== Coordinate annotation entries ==

----

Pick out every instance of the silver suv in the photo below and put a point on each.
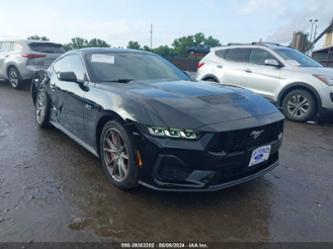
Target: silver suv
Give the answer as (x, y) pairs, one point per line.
(296, 83)
(20, 59)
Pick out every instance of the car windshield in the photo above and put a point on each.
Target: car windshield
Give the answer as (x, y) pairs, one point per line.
(51, 48)
(127, 66)
(296, 58)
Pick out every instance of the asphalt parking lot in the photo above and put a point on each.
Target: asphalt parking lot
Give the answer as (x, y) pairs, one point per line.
(51, 189)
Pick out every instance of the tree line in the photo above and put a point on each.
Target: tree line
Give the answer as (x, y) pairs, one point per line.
(179, 46)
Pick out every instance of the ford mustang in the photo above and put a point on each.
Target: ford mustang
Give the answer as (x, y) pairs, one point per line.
(150, 124)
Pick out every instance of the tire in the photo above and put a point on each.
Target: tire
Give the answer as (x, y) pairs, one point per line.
(42, 109)
(118, 156)
(211, 80)
(299, 105)
(14, 78)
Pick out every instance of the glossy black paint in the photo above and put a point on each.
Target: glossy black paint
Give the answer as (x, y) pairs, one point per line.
(81, 108)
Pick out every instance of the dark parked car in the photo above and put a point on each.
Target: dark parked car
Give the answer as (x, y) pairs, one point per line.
(151, 125)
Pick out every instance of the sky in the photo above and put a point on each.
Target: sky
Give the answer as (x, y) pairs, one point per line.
(119, 21)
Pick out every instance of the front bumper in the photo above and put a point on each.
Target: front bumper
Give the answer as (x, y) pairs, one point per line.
(210, 188)
(194, 166)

----

== The request ==
Give all the lines above again, character for character, without pictures.

== Written response ==
Pick out every instance of the silver suv in the photo below and put a point on each.
Target: silver suv
Give the answer as (x, y) pairs, one point per line.
(296, 83)
(20, 59)
Pick out every instance of the car windshield in the photo above and put a point on each.
Target: car windshield
Give the answer as (x, y) pairs, one point per line.
(51, 48)
(127, 66)
(296, 58)
Pick out every instance of the asphalt parking lot in the photo above and put a point on each.
Target: asphalt parking lot
Give the answer as (x, y) pairs, one point per line.
(51, 189)
Pick out every instance of the tree line in the photo above and put a point on each.
Target: tree line
Give the answer as (x, y) pairs, one point per line.
(179, 46)
Pick out every instance of the ford mustang in the photo above and put a point on each.
Target: ford mustang
Give the answer as (x, y) pairs, one point per line.
(150, 124)
Pick out every instance of the tire in the photo above and put a point on each.
Target: tire
Give the answer as (x, y) pairs, one point per line.
(42, 109)
(118, 156)
(211, 80)
(299, 105)
(14, 78)
Pick out every instance of the glossy black paint in the photo above and put a point on each.
Target: glossy black paint
Give the answer as (x, y) pairs, one point per line.
(81, 108)
Pick out every instance of the dark parked car in the photo above and put a point on each.
Target: dark parked car
Give the answer as (x, y) pairs, one point per line.
(151, 125)
Pick out every instance of the sky in the photo above and put a point on each.
Target: sky
Give the answer as (x, y) pairs, one point per line.
(119, 21)
Pick out every instance of the front bumper in the photo above and put a point on each.
Target: front bumper
Give the answer as (x, y) pairs, one point per line.
(210, 188)
(194, 166)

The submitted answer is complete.